■ EXTRAIT:
Mycoses, gaz, hémorroïdes… La simple évocation de ces mots génère un malaise chez la plupart d’entre nous. Au point parfois de retarder la consultation d’un médecin et donc une possible guérison. Afin que plus jamais la honte ne nuise à votre santé, nous vous proposons de briser ces tabous et d’apprendre à détecter les signes qui doivent vraiment vous alerter.

Souvent imperceptibles au regard extérieur, les troubles psychologiques ou de mémoire sont néanmoins extrêmement envahissants. Ceux qui en souffrent doutent non seulement de leurs propres capacités mais subissent en outre une stigmatisation sociale forte.

Troubles de mémoire : à partir de quand s'alarmer ?

■ CONSIGNES:
1) D'après l'extrait, que subissent en plus les personnes atteintes de troubles psychologiques ou de mémoire, outre le doute sur leurs propres capacités ?
2) Rédigez la suite de l'extrait sur les tabous de santé, en partant de sa dernière ligne.

■ JEU DE DONNÉES:

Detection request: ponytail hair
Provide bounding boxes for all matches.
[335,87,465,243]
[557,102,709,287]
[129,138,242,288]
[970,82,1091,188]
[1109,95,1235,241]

■ CORRIGÉ:
1) Une stigmatisation sociale forte.

2)
D’après un sondage de 2014, 47 % des Français affirment qu’ils ne révéleraient pas qu’ils souffrent d’une maladie neurodégénérative comme Alzheimer, dont un tiers par « peur des moqueries ». En effet, qui ne s’est jamais dit, avec une pointe d’appréhension, après avoir oublié ses clefs : « Alzheimer me guette » ? Après l’âge de 50 ans, plus de la moitié d’entre nous se plaint d’une moins bonne mémoire. Par honte ou peur de perdre leur autonomie, beaucoup n’osent pas en parler, voire cachent certains symptômes.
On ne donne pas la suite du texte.